» EXERCISE OBJECTIVE: Pictures should be excluded; otherwise, copy every entry exactly.

──────────────────────────────

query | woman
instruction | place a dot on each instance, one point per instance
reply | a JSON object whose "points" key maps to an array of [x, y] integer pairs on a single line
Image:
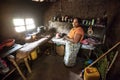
{"points": [[73, 38]]}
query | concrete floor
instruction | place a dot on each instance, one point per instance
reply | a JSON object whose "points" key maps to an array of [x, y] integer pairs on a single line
{"points": [[51, 67]]}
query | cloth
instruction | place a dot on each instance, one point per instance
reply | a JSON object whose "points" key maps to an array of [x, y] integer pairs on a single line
{"points": [[74, 31], [71, 51]]}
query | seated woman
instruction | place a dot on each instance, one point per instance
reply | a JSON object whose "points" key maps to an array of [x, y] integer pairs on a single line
{"points": [[72, 43]]}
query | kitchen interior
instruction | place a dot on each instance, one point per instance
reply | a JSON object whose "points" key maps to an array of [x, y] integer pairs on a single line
{"points": [[30, 34]]}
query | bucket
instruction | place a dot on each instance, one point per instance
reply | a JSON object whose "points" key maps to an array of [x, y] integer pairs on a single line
{"points": [[91, 73], [34, 54]]}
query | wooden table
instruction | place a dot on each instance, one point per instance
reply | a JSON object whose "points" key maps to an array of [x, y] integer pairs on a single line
{"points": [[9, 50]]}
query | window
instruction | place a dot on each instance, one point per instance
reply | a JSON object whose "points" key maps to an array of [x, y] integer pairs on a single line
{"points": [[22, 25]]}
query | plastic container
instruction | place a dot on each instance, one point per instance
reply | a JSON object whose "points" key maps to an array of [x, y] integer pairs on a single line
{"points": [[34, 54], [91, 73]]}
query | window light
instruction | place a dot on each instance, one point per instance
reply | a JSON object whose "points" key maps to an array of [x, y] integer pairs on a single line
{"points": [[20, 29], [18, 22], [22, 25]]}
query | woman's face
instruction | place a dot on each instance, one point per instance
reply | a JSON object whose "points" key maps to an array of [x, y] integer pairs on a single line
{"points": [[75, 23]]}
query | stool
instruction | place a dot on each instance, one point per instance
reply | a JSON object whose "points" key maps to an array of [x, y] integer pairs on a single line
{"points": [[12, 59]]}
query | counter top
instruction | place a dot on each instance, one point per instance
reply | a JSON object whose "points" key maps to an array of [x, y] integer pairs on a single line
{"points": [[9, 50]]}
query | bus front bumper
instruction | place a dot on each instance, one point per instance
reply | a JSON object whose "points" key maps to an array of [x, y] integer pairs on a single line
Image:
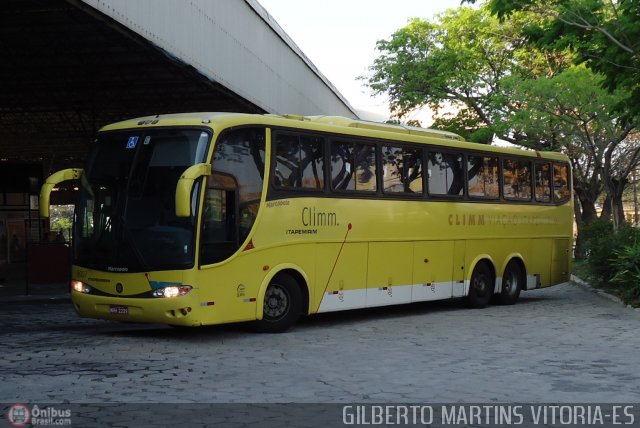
{"points": [[181, 310]]}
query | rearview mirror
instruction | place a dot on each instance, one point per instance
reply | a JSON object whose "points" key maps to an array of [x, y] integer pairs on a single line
{"points": [[185, 185]]}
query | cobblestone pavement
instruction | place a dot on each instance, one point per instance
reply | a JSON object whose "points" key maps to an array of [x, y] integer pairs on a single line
{"points": [[563, 344]]}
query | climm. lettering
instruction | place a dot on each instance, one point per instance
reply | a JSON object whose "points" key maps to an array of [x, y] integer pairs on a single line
{"points": [[466, 219], [313, 217]]}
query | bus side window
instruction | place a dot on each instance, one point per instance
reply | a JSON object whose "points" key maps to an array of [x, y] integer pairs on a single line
{"points": [[299, 162], [561, 189], [402, 170], [542, 174], [446, 174], [353, 167], [482, 173], [516, 176]]}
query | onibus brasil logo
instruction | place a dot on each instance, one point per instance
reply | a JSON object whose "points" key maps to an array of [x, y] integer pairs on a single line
{"points": [[20, 415]]}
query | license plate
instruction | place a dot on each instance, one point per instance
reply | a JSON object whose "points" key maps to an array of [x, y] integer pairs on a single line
{"points": [[119, 310]]}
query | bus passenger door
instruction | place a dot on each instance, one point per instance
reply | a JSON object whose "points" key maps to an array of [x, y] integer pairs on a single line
{"points": [[432, 268], [560, 261], [218, 239], [459, 269]]}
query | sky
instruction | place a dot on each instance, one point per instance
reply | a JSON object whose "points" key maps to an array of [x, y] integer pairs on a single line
{"points": [[339, 37]]}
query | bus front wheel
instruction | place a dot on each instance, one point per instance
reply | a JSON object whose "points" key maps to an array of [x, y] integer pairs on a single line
{"points": [[282, 305], [481, 286]]}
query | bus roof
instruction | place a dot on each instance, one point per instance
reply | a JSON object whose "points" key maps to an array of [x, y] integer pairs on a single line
{"points": [[336, 124]]}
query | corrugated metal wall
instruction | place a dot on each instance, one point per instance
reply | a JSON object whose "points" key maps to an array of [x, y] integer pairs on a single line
{"points": [[237, 44]]}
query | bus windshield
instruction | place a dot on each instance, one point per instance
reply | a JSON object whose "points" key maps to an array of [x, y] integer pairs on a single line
{"points": [[125, 219]]}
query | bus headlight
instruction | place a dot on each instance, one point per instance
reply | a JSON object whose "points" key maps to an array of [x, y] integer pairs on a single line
{"points": [[171, 291], [80, 286]]}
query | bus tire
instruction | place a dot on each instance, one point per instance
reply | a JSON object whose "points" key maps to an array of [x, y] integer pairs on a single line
{"points": [[512, 283], [282, 305], [481, 286]]}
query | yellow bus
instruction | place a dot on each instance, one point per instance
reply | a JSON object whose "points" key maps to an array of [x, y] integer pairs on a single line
{"points": [[210, 218]]}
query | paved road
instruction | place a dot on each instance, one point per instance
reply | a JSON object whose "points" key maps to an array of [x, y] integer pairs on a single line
{"points": [[563, 344]]}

──────────────────────────────

» PROBLEM SOLUTION:
query | woman
instruction | place a dot on each instance, one point per instance
reply | a JSON object whose "points" key maps to an array of [x, y] integer pairs on a single line
Image:
{"points": [[73, 38]]}
query | concrete floor
instruction | place a dot on each instance, one point per instance
reply | a JSON object whose "points" key maps to an array of [x, y] integer pairs on a single line
{"points": [[51, 67]]}
query | cloth
instruction | place a dot on each instance, one point per instance
reply | a JSON object whose "points" key maps to an array of [x, y] integer pairs on a single line
{"points": [[74, 31], [71, 51]]}
query | seated woman
instruction | place a dot on each instance, one point per instance
reply | a JSON object whose "points" key maps to an array of [x, y] integer pairs on a single line
{"points": [[72, 43]]}
query | kitchen interior
instruction | place a dot on each instance, one point per instance
reply | a JSON object whose "points" key maps to an array of [x, y] integer pairs on a single line
{"points": [[30, 34]]}
query | bucket
instruction | place a dot on each instance, one point per instance
reply | a JSON object whose "points" key maps to an array of [x, y] integer pairs on a single line
{"points": [[91, 73], [34, 54]]}
query | wooden table
instruction | place a dot on each instance, one point per instance
reply | a JSON object whose "points" key maps to an array of [x, y] integer pairs on a single line
{"points": [[9, 50]]}
query | window
instruction | place a dot on each instance, one point per instance
reply | a JSON object whose "points" key maps to an array of [x, y] integer pairs on a single line
{"points": [[22, 25]]}
query | plastic container
instruction | place a dot on each instance, one point per instance
reply | a JSON object whose "points" key maps to an array of [x, y] integer pairs on a single line
{"points": [[34, 54], [91, 73]]}
query | window light
instruction | place a dot on each instance, one point per instance
reply | a JSON object whose "points" key maps to an array of [x, y] integer pairs on a single line
{"points": [[20, 29], [18, 22], [22, 25]]}
query | woman's face
instruction | place a dot on each instance, one point per instance
reply | a JSON object whose "points" key maps to an array of [x, y] integer pairs on a single line
{"points": [[75, 23]]}
query | stool
instruction | place a dot on each instance, one point per instance
reply | a JSON object whose "points" key maps to an array of [x, y] integer pairs on a single line
{"points": [[12, 59]]}
query | counter top
instruction | place a dot on each instance, one point per instance
reply | a JSON object whose "points" key maps to an array of [x, y] integer pairs on a single line
{"points": [[9, 50]]}
query | bus front bumper
instruction | place a dot on each instance, one point per instance
reply | a JSON object whose "points" key maps to an array of [x, y] integer pairs on a single line
Image:
{"points": [[181, 310]]}
query | rearview mirror
instruction | place a dot on each instance, one point per instance
reply | a JSON object whose "points" key maps to an array of [x, y] integer pairs on a single line
{"points": [[185, 185]]}
query | cobblestone pavement
instruction | place a dot on each instance, one point per instance
reply | a JSON object whose "points" key maps to an array of [x, y] integer pairs on a single line
{"points": [[563, 344]]}
query | climm. lettering
instruction | place a dot on each instance, one point per instance
reply | a JSON object whose "points" key maps to an array of [x, y] integer pairs on a single line
{"points": [[466, 219], [313, 217]]}
query | bus side window
instruction | place a dot on each instance, one point per instance
reply | a JSON object whose "points" key maps to an array of [x, y] integer pairs on a single line
{"points": [[299, 162], [561, 189], [402, 170], [542, 174], [446, 174], [353, 167], [482, 173], [516, 176]]}
query | onibus brasil logo
instruction | place a dot on each instance, one point per instance
reply | a JSON object whose "points" key maps to an array of [x, y] integer pairs on a single line
{"points": [[20, 415]]}
query | license plate
instruction | place a dot on each instance, one point per instance
reply | a JSON object whose "points" key maps to an array of [x, y] integer pairs on a single line
{"points": [[119, 310]]}
query | bus passenger door
instruction | place a dot on each instance, one point per instance
reply | a JSON object whose "points" key maps to an array of [x, y] integer pairs on a single line
{"points": [[432, 268], [560, 261], [218, 239], [459, 269]]}
query | sky
instruction | place a dot on each instance, one point per instance
reply | a JSON object whose "points" key maps to an array of [x, y] integer pairs on a single line
{"points": [[339, 37]]}
query | bus front wheel
instruction | place a dot on each instance, one point per instance
reply | a JSON object whose "points" key maps to an array of [x, y] integer pairs on a single line
{"points": [[282, 305], [481, 286]]}
query | bus roof
instruction | place a dot on each instance, one point per instance
reply | a JSON object whose "points" key maps to an array of [x, y] integer pairs on a single line
{"points": [[336, 124]]}
query | corrugated metal wall
instruction | place a dot on each instance, one point per instance
reply | a JSON object whose "points" key maps to an array of [x, y] integer pairs on a single line
{"points": [[237, 44]]}
query | bus windshield
instruction | place a dot on each instance, one point per instance
reply | a JSON object whose "points" key maps to an array of [x, y] integer pairs on a single line
{"points": [[125, 219]]}
query | bus headlight
instruction | place a dot on each instance, one point per instance
reply | a JSON object whose "points" key maps to an array of [x, y] integer pairs on a single line
{"points": [[171, 291], [80, 286]]}
query | bus tire
instruction | place a dot on each instance, one point per instance
reply | a JSON object whose "points" key maps to an array of [x, y] integer pairs on a single line
{"points": [[512, 283], [282, 305], [481, 286]]}
query | yellow bus
instruction | place a dot on each instance, one point per instance
reply | a JSON object whose "points" key maps to an array of [x, y] integer pairs on a single line
{"points": [[210, 218]]}
query | paved road
instruction | place a dot on each instance, one point per instance
reply | a JSON object whose "points" key maps to an array of [x, y] integer pairs on a single line
{"points": [[563, 344]]}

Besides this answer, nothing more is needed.